- [Things to do]:
(a) Copy the news release on the Organon settlement word for word, everything from "The settlement resolves" down to "District of Texas.".
(b) Answer these questions using the news release on the Organon settlement:
(i) In what city and country are Organon's headquarters located?
(ii) What is the total amount of the settlement with Organon?
(iii) Which two courts received the whistleblower lawsuits that led to the settlement?

- [Passage]:

Attorney General Pam Bondi News Release
October 15, 2014
Contact: Whitney Ray
Phone: (850) 245-0150
Florida Obtains More than $483,000 from Organon in National Settlement
TALLAHASSEE, Fla.—Attorney General Pam Bondi, 49 other attorneys general and the federal government reached a $31 million settlement with Organon, a drug manufacturing company, to settle allegations that the company underpaid rebates to the Florida Medicaid program, offered improper financial incentives to nursing home pharmacy companies, promoted its antidepressants for unapproved uses and misrepresented its drug prices. Organon’s headquarters are in Oss, Netherlands, and the company’s assets are now owned by Merck. Florida’s net share of the total settlement amounts to more than $483,000.
The settlement resolves allegations that Organon:
· Underpaid rebates to Florida’s Medicaid program by not including rebates and discounts in its best price reporting. The federal Medicaid Drug Rebate Program requires that all drug manufacturers that supply products to Medicaid recipients provide Medicaid the benefit of the “best price” available for that product;
The settlement resulted from two whistleblower lawsuits filed in the United States District Court for the District of Massachusetts and the United States District Court for the Southern District of Texas.

- [Information shown]:
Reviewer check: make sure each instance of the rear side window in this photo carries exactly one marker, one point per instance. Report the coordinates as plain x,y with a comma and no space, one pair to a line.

--

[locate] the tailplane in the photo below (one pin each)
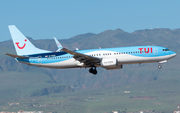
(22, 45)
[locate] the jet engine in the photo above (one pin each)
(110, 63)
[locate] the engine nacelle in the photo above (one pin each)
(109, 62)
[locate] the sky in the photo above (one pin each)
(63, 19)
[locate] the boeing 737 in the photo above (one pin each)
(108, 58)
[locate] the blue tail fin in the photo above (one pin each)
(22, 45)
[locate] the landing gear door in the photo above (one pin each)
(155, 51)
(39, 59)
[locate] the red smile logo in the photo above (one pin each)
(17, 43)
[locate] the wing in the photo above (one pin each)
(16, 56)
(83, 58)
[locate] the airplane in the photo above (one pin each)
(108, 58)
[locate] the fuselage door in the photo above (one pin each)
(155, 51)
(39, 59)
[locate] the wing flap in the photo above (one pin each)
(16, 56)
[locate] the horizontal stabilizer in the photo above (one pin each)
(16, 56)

- [Replies]:
(a)
The settlement resolves allegations that Organon:
· Underpaid rebates to Florida’s Medicaid program by not including rebates and discounts in its best price reporting. The federal Medicaid Drug Rebate Program requires that all drug manufacturers that supply products to Medicaid recipients provide Medicaid the benefit of the “best price” available for that product;
The settlement resulted from two whistleblower lawsuits filed in the United States District Court for the District of Massachusetts and the United States District Court for the Southern District of Texas.

(b)
(i) Oss, Netherlands.
(ii) $31 million.
(iii) The United States District Court for the District of Massachusetts and the United States District Court for the Southern District of Texas.